[JOB]
Locate each line in the records below that contains the string "drawer" and copy it. Case counts.

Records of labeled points
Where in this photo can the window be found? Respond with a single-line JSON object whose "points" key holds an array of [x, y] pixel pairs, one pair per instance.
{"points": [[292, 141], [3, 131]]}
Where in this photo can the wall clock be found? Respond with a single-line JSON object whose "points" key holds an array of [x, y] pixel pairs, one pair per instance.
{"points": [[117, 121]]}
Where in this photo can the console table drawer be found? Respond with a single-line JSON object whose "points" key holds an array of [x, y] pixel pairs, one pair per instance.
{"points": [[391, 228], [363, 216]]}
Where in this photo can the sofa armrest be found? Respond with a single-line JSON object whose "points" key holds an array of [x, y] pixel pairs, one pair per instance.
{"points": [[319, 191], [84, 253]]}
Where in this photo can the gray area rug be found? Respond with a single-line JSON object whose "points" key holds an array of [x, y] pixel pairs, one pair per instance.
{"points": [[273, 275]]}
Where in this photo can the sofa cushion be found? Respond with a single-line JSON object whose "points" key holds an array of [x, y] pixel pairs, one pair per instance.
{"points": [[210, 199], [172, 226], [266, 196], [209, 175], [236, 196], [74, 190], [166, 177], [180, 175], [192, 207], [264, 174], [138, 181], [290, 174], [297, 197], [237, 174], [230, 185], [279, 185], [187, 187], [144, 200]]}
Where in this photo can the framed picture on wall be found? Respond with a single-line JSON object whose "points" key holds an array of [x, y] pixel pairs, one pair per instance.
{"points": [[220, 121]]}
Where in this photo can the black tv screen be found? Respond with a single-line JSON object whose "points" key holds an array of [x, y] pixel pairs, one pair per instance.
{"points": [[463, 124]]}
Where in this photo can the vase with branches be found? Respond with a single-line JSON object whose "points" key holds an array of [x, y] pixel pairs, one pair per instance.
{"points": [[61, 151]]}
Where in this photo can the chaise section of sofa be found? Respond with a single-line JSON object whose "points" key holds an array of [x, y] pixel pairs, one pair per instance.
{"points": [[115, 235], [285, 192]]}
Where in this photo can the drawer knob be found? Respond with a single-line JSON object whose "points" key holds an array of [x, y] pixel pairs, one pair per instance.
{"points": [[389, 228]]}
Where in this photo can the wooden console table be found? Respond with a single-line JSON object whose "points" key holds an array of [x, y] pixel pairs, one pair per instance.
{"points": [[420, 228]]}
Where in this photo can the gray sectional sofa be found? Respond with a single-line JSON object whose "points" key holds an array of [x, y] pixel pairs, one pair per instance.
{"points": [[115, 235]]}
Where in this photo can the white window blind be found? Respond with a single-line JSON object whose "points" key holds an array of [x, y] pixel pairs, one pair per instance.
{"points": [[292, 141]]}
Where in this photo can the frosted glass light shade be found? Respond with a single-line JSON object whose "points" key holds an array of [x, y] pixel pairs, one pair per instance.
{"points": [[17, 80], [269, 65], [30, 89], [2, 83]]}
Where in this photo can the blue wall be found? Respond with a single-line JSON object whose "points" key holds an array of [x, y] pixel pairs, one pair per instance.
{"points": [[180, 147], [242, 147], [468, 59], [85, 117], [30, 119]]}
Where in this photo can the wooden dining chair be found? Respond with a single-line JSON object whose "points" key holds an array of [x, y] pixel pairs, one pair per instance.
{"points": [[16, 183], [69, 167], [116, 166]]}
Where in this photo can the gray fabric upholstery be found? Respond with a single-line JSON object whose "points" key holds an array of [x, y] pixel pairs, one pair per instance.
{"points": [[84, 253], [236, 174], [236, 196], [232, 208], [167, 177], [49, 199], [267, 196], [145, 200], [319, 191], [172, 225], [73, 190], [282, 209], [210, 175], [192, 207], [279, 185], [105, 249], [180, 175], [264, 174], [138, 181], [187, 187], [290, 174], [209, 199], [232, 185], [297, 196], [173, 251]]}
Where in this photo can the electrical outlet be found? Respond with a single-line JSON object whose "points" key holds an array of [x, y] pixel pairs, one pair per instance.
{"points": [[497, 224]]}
--
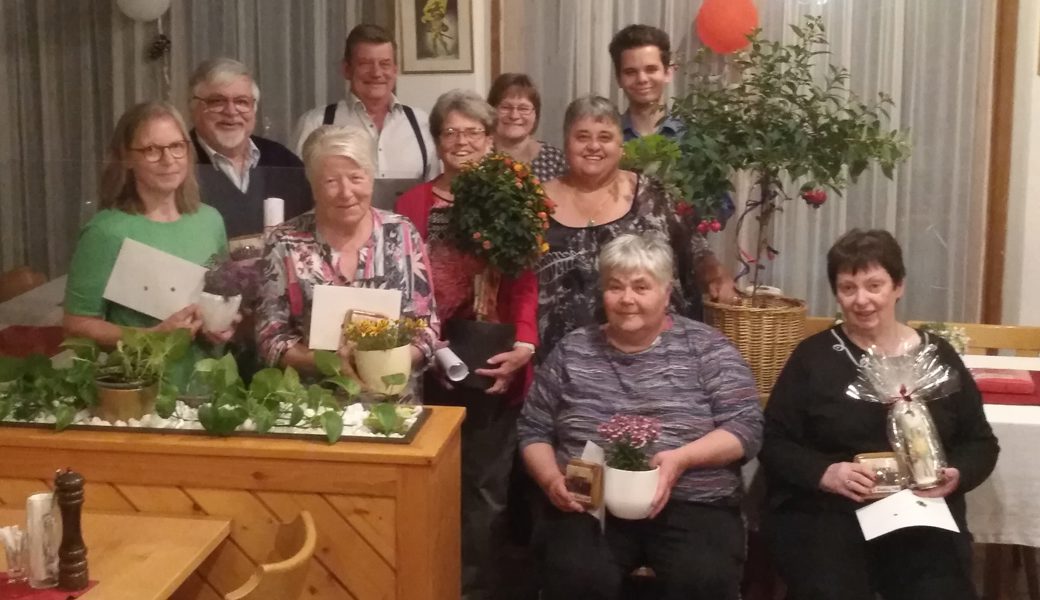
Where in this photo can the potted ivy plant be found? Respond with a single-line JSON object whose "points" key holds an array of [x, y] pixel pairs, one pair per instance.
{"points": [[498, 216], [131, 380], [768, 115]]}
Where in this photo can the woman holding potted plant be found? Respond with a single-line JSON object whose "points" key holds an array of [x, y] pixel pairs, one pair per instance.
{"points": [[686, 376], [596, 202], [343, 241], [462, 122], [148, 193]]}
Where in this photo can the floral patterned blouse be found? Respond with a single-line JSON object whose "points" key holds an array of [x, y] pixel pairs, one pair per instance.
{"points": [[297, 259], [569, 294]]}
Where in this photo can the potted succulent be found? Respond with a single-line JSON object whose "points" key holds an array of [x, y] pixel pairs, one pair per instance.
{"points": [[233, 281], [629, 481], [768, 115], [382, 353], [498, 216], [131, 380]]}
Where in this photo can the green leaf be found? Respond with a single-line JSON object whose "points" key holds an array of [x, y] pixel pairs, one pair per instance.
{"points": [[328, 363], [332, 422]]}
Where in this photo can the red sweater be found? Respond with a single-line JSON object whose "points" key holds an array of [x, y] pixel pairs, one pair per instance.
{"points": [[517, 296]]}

[RESULT]
Where in this photo can the console table drawer be found? Respond with a single-line JSON object whose "points" key holds an array of [x, y] pixel pairs, one pair per instance.
Where in this photo can the drawer knob be found? Respond with a single-line JSON object whose "points" key holds an array of [x, y] pixel pairs, one pair per instance.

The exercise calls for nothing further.